Escribe la continuación del texto sobre las obras en Figueres, empezando justo después de su última oración.

## Fragmento de texto

════════

Figueres está en obras. Ya sé que es un buen mal común a toda España producto del plan del gobierno para tener entretenidos a todos los obreros que antes se dedicaban a construir casas para los especuladores. Pero las heridas polvorientas de Figueres me duelen más por la sencilla razón de que yo vivo aquí. El otro día en El corte Inglés de Serrano también había montada la marimorena, pero como estaba de visita fui educado y no dije nada.
Pero en mi casa es otra cosa.
En mi casa hago y digo lo que me da la gana. Y más cuando soy testigo forzado de tanta estupidez e incompetencia. No soporto las manifestaciones descaradas de estupidez. Tengo que arremeter contra ellas, a pesar de que eso va en parte contra otro de mis principios: «no pegar tiros al aire». Porque normalmente al orate le da igual que se lo expliques, su propia imbecilidad le inmuniza contra tu lógica. Evangelizar cretinos en pro del sentido común es como echar margaritas a puercos. Se las comen y eructan.
Me dan ganas de meter al Alcalde y a todo el consistorio en la fila de reparto de improperios. Su interpretación libre de la «ciudad amable» nos pone de los nervios a una mayoría de los ciudadanos que vemos una ciudad pacata, tortuosa y asfixiante: una versión urbanística de la Vetusta novelesca. Pero fiel a mi costumbre eludiré descender al fango de la política y dedicaré mi meditación a la realidad cotidiana.
Figueres está asediada. La necesidad de acabar las obras con el ejercicio económico y el empeño de obstaculizar el tránsito en todas las vías de acceso a la ciudad ha llevado a que las diferentes avenidas estén en obras. No obras de ensanche sino obras de construcción de obstáculos a la circulación. Plataformas elevadas rompe-bajos-de-coche estrechamientos de calzada con paradas de autobús incluida que nos deben disuadir de usar nuestro vehículo y hacer los cuatro o cinco kilómetros que nos separan del centro comercial cargados con las compras de navidad y tirando de los niños que recogimos tres kilómetros antes en el colegio.

════════

[Extractos del conjunto de datos de anotación de ubicaciones]
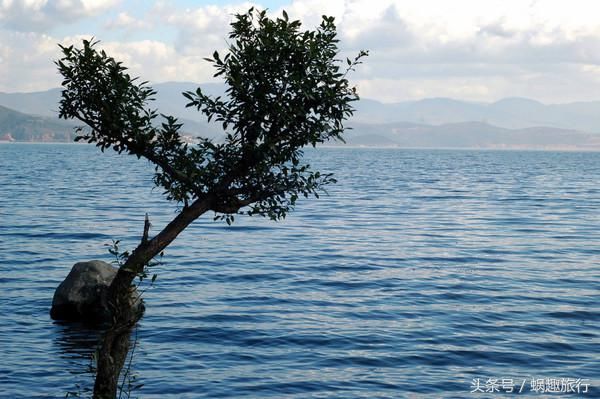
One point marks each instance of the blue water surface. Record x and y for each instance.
(423, 274)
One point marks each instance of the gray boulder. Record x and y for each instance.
(82, 296)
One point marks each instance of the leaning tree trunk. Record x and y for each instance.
(116, 339)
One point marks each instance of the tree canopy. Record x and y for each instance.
(286, 89)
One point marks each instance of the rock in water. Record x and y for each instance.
(82, 296)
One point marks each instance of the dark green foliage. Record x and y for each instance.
(286, 90)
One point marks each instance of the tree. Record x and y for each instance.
(286, 89)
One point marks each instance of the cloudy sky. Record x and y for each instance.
(478, 50)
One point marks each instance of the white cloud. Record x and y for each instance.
(40, 15)
(127, 22)
(472, 49)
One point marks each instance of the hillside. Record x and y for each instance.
(428, 123)
(17, 126)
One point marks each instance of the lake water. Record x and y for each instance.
(423, 274)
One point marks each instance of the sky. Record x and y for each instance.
(473, 50)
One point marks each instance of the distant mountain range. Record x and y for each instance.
(437, 122)
(17, 126)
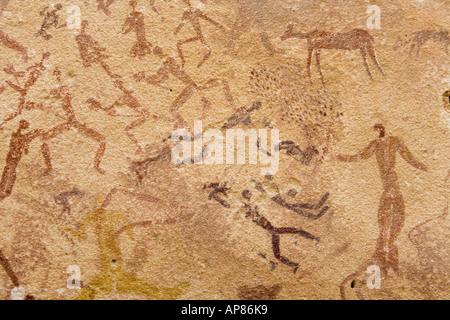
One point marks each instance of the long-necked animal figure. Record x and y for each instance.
(352, 40)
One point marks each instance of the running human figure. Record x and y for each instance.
(71, 123)
(170, 67)
(34, 73)
(391, 211)
(91, 52)
(17, 147)
(51, 19)
(135, 22)
(103, 5)
(193, 16)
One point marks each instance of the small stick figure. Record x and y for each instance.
(170, 67)
(51, 19)
(152, 5)
(131, 101)
(8, 42)
(103, 5)
(90, 50)
(252, 212)
(135, 22)
(63, 199)
(71, 122)
(193, 16)
(17, 147)
(218, 188)
(34, 73)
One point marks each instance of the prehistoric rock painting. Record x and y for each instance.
(112, 111)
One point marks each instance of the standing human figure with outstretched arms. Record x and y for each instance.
(391, 211)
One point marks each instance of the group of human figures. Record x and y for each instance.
(391, 212)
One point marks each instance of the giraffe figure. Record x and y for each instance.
(193, 16)
(318, 40)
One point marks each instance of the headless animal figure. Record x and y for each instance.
(419, 38)
(352, 40)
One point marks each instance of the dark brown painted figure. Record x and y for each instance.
(252, 212)
(391, 211)
(17, 147)
(135, 22)
(357, 39)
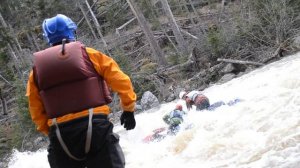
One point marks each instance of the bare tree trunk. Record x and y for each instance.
(3, 102)
(3, 21)
(81, 20)
(87, 21)
(29, 38)
(124, 25)
(178, 36)
(192, 18)
(16, 63)
(160, 58)
(97, 26)
(36, 44)
(223, 3)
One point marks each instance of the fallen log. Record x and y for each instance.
(240, 62)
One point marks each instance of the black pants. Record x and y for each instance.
(105, 150)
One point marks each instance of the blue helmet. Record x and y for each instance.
(59, 27)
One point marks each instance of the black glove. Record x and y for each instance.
(127, 118)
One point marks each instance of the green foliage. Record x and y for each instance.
(173, 59)
(215, 40)
(142, 83)
(115, 16)
(122, 60)
(149, 68)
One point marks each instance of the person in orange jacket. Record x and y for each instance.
(68, 96)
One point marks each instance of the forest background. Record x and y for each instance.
(163, 45)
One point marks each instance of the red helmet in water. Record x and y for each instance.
(179, 107)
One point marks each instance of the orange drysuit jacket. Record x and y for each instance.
(108, 69)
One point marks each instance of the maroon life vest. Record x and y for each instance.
(68, 82)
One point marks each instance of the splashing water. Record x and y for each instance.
(262, 131)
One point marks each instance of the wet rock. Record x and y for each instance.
(149, 100)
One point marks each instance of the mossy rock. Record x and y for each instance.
(149, 68)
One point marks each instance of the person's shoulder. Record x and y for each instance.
(91, 50)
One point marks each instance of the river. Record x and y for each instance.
(262, 131)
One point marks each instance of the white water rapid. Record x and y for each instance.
(262, 131)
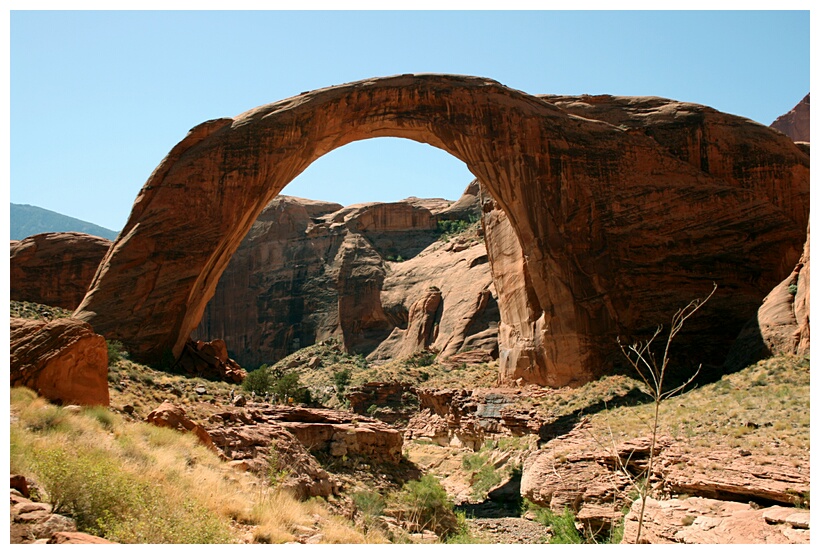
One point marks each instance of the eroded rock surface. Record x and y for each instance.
(466, 418)
(697, 520)
(796, 124)
(623, 214)
(55, 269)
(63, 360)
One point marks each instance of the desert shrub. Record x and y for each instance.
(341, 379)
(101, 415)
(425, 504)
(258, 381)
(562, 526)
(422, 358)
(116, 351)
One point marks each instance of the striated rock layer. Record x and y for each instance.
(55, 268)
(625, 208)
(797, 123)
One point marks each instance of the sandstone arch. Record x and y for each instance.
(600, 213)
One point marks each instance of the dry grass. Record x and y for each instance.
(133, 482)
(764, 405)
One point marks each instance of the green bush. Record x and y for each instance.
(116, 351)
(288, 386)
(258, 381)
(106, 501)
(425, 503)
(341, 379)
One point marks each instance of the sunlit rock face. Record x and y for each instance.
(624, 209)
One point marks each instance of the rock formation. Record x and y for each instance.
(210, 360)
(62, 360)
(309, 271)
(172, 416)
(781, 325)
(464, 418)
(55, 269)
(705, 521)
(797, 123)
(625, 208)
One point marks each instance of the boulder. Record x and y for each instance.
(63, 360)
(173, 417)
(55, 269)
(267, 449)
(210, 360)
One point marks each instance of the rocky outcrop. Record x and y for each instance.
(464, 418)
(697, 520)
(391, 401)
(796, 124)
(310, 271)
(55, 269)
(623, 214)
(321, 431)
(586, 475)
(781, 325)
(63, 360)
(256, 444)
(173, 417)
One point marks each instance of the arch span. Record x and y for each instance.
(598, 211)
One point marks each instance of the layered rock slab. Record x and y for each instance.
(55, 269)
(620, 225)
(63, 360)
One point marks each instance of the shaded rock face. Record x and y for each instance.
(797, 123)
(581, 472)
(173, 417)
(393, 401)
(62, 360)
(781, 325)
(210, 360)
(55, 269)
(310, 271)
(257, 444)
(464, 418)
(321, 431)
(709, 521)
(620, 224)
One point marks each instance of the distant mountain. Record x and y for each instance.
(30, 220)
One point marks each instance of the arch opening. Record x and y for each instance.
(575, 192)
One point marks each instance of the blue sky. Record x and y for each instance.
(98, 98)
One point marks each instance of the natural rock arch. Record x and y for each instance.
(597, 209)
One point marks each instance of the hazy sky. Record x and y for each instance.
(98, 98)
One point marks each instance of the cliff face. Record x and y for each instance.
(625, 208)
(796, 124)
(55, 268)
(309, 271)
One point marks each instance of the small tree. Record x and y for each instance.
(341, 379)
(653, 372)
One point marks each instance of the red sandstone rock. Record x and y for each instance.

════════

## La respuesta
En estas obras, por alguna razón el Ayuntamiento ha desistido de situar al típico guardia urbano que promueve los atascos más inverosímiles. En un alarde de sagacidad el consistorio ha delegado esta función en el contratista de la obra y como todo el mundo habrá podido comprobar alguna vez, el contratista coloca a dirigir el paso de vehículos al más inútil de sus empleados ya que como empresario sabe que lo que le conviene es que los obreros productivos trabajen y los que no sirven ni para acarrear la carretilla son los que manejan el stop y los gualqui-talquis en el paso alternativo. A veces sustituyen a estos dos pedazos de carne por uno solo, o por un par de semáforos que unas veces funcionan y otras se sincronizan, nunca ambas cosas al tiempo.
Como cualquier otro tonto con autoridad, en caso frecuente de que su incompetencia provoque un conflicto, los improvisados señaleros recurren alternativamente a chillar, (en directo o por el gualqui-talqui) a hacer aspavientos o a amenazar con llamar a la policía, como si no supieramos que ellos están allí porque la Autoridad se ha quitado de en medio, para evitar verse involucrada en estos atascos premeditados y ejecutados con alevosía y ensañamiento.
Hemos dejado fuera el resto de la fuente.